[begin Extracted information]
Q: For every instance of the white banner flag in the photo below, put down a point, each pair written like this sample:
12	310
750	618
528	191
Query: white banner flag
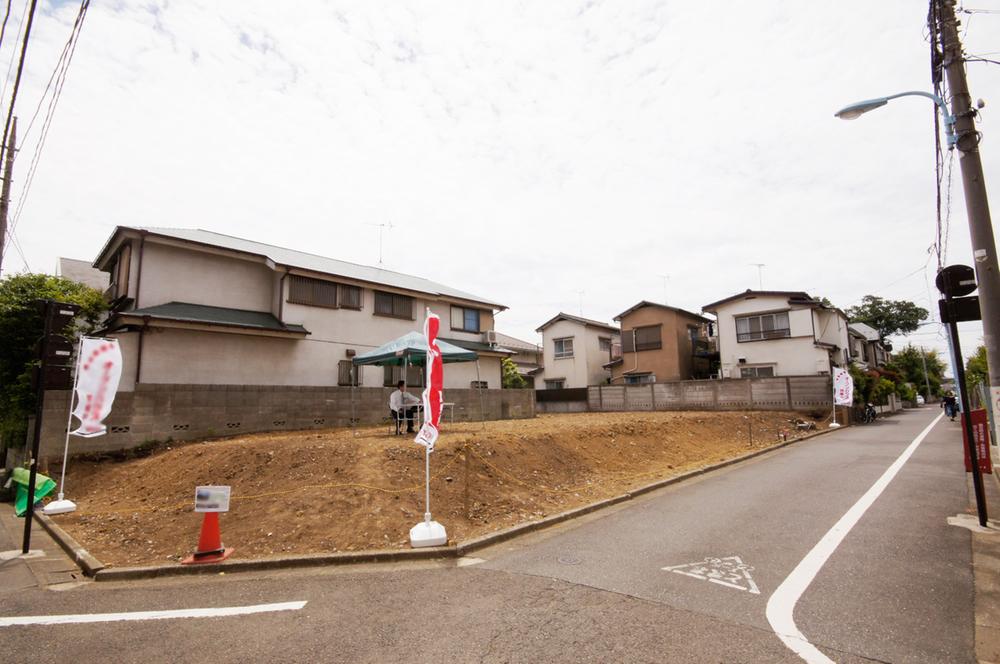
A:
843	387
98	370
[end Extracted information]
[begin Extracted information]
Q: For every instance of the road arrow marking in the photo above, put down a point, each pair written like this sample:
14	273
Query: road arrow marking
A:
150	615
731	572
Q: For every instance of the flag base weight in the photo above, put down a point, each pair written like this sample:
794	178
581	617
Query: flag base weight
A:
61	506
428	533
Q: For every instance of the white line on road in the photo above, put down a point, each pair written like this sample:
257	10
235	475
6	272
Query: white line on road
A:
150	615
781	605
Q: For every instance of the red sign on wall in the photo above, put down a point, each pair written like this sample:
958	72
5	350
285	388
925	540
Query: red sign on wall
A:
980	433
[end Extracted information]
[begin Extracted information]
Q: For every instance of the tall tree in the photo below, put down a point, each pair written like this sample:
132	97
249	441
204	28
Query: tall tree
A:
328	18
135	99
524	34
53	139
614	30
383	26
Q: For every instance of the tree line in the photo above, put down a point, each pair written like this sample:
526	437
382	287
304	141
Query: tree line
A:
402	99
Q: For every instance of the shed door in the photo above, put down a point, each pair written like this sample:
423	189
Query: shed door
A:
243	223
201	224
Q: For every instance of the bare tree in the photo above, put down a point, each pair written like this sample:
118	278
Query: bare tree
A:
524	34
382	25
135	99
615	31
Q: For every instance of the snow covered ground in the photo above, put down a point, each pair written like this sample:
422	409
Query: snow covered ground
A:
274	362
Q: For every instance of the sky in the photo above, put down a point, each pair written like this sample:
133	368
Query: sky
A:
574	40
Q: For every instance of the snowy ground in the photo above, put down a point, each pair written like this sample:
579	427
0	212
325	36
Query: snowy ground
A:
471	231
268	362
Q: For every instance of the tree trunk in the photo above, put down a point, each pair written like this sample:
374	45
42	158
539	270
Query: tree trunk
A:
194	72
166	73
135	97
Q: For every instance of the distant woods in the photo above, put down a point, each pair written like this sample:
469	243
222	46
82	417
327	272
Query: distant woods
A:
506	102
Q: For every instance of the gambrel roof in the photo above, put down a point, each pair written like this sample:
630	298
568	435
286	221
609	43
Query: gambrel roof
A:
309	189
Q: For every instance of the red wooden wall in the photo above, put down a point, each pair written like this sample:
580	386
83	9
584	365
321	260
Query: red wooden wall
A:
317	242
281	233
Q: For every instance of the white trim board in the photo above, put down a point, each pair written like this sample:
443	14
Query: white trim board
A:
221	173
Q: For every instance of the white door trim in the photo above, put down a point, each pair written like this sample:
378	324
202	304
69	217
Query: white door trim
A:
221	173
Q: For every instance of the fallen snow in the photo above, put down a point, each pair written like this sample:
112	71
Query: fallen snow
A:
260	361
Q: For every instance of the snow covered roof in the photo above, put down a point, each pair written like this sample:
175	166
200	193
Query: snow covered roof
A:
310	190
[end Extracted information]
**Exercise requirements**.
Please tally the lines in the material above that contain the string "roof", treating uppercase and lowercase as different, and reply with the number alone.

**Written response**.
4